SELECTED EXTRACT
The last time Singapore saw a rise in our Goods and Services Tax (GST) was in 2007 from 5% to 7%. However, that pesky 7% may be further increased in the near future.

Speaking at the People’s Action Party (PAP) convention, Prime Minister Lee Hsien Loong echoed Finance Minister Heng Swee Kiat’s admission that “[The Singapore Government] will have to raise revenues through new taxes or raise tax rates”, during the latter’s 2017 Budget speech earlier this year.

Higher-than-expected economic growth, but even higher spendings

Despite admitting that Singapore might exceed the projected economic growth of 2-3%, PM Lee argued that the expenditure for investing in infrastructure for the future “are costly”. The incumbent PAP leader likened the investments to growing trees that will provide shade for the future generations.

In order to raise the sum for these investments, it seems that the government has little choice but to increase the GST. According to an ST report, the amount of GST collected in the Fiscal Year 2016 amounted to approximately $10.9 billion, nearly “15.8 per cent of [the government’s]total operating revenue”.

WHAT YOU NEED TO DO
1 – In the GST article, in what year did Singapore last raise its Goods and Services Tax, and by how much?
2 – Write out the portion of the GST article between "Speaking at the" and "earlier this year.", inclusive.

EXTRACTED MATERIAL

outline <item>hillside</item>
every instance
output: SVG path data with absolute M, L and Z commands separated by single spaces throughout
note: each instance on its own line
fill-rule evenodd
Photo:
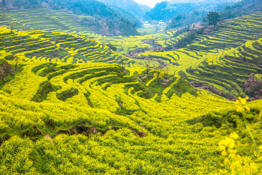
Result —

THE RESPONSES
1 – In 2007, from 5% to 7%.

2 –
Speaking at the People’s Action Party (PAP) convention, Prime Minister Lee Hsien Loong echoed Finance Minister Heng Swee Kiat’s admission that “[The Singapore Government] will have to raise revenues through new taxes or raise tax rates”, during the latter’s 2017 Budget speech earlier this year.